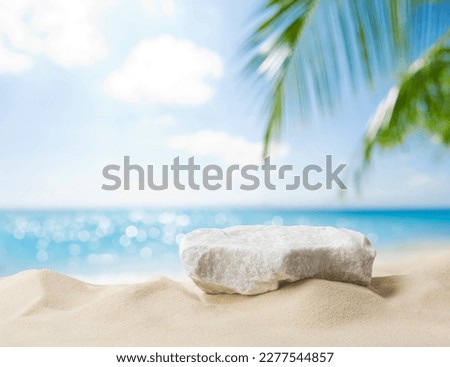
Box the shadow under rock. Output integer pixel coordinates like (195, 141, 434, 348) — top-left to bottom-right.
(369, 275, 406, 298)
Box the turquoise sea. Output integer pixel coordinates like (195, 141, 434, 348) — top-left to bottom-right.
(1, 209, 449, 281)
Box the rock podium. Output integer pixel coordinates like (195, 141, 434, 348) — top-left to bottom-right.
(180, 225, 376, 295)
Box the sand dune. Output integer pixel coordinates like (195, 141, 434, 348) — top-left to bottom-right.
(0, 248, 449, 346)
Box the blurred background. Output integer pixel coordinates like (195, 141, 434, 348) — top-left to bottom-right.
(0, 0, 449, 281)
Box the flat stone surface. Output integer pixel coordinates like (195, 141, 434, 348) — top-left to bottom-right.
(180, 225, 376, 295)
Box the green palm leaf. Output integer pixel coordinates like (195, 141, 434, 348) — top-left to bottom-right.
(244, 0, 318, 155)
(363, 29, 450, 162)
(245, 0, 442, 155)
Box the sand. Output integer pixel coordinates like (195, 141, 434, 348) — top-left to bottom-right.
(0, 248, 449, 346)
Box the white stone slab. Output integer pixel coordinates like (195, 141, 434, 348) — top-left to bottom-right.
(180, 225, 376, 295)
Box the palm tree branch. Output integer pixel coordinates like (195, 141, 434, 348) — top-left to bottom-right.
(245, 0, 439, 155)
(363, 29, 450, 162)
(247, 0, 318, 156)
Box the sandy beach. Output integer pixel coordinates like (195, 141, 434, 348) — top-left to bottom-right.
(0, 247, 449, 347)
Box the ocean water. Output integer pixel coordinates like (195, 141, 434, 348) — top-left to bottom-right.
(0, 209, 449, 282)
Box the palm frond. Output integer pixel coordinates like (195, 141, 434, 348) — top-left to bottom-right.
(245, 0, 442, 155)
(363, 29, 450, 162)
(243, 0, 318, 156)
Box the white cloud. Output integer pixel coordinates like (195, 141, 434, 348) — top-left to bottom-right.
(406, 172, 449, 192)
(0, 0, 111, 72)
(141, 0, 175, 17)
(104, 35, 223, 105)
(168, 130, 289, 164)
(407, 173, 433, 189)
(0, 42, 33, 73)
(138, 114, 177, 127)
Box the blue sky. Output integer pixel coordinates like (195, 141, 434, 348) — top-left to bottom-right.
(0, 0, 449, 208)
● ● ● ● ● ● ●
Assigned task: With the pictures set aside, repeat every entry above exactly.

Solution to the problem:
Box the shadow under rock. Output integer pixel coordinates like (195, 141, 434, 348) — top-left to bottom-right.
(369, 275, 406, 298)
Box the turquoise sea. Output integer pixel coordinates like (195, 141, 434, 348) — top-left to bottom-right.
(1, 209, 449, 281)
Box the rock podium. Output integer pixel coordinates like (195, 141, 434, 348) — top-left to bottom-right.
(180, 225, 376, 295)
Box the sand dune. Output integer pixel coordinates like (195, 141, 434, 348) — top-left to bottom-right.
(0, 248, 449, 346)
Box the blurred background. Output integer pixel coordinates like (195, 141, 434, 348) — top-left to bottom-right.
(0, 0, 449, 281)
Box the flat stone surface. Output integer pixel coordinates like (195, 141, 434, 348) — top-left to bottom-right.
(180, 225, 376, 295)
Box the green palm leaf. Output integer pixel coordinates like (195, 141, 434, 348) — top-left to bottom-right.
(244, 0, 318, 155)
(363, 29, 450, 162)
(245, 0, 442, 155)
Box the sand. Output integer pixel coordinates like (195, 141, 434, 348) — top-left to bottom-right.
(0, 248, 449, 346)
Box the white stone slab. Output integer pixel coordinates like (195, 141, 434, 348) — top-left to bottom-right.
(180, 225, 376, 295)
Box the palm tree branch. Output integer pixel coordinates like (195, 141, 434, 348) — top-left to bottom-right.
(245, 0, 439, 155)
(363, 29, 450, 162)
(247, 0, 318, 156)
Box the sandy beach. Output integer pixel coordinates like (195, 141, 434, 348) — top-left to bottom-right.
(0, 247, 449, 347)
Box the ocean water. Output integer pixel coordinates like (195, 141, 434, 348) — top-left to bottom-right.
(0, 209, 449, 282)
Box the palm frond. Output integer pixel coordinates like (195, 141, 434, 348) — top-left to bottom-right.
(245, 0, 442, 155)
(363, 29, 450, 162)
(243, 0, 318, 156)
Box the white cloud. Output integer pixel coordinates like (195, 141, 434, 348) — top-left to bottom-right.
(406, 172, 449, 192)
(0, 0, 111, 72)
(141, 0, 175, 17)
(104, 35, 223, 105)
(168, 130, 289, 164)
(407, 173, 433, 189)
(0, 42, 33, 73)
(138, 114, 177, 127)
Box the blue sky. Output integer pixel coordinates like (195, 141, 434, 348) — top-left to bottom-right.
(0, 0, 449, 208)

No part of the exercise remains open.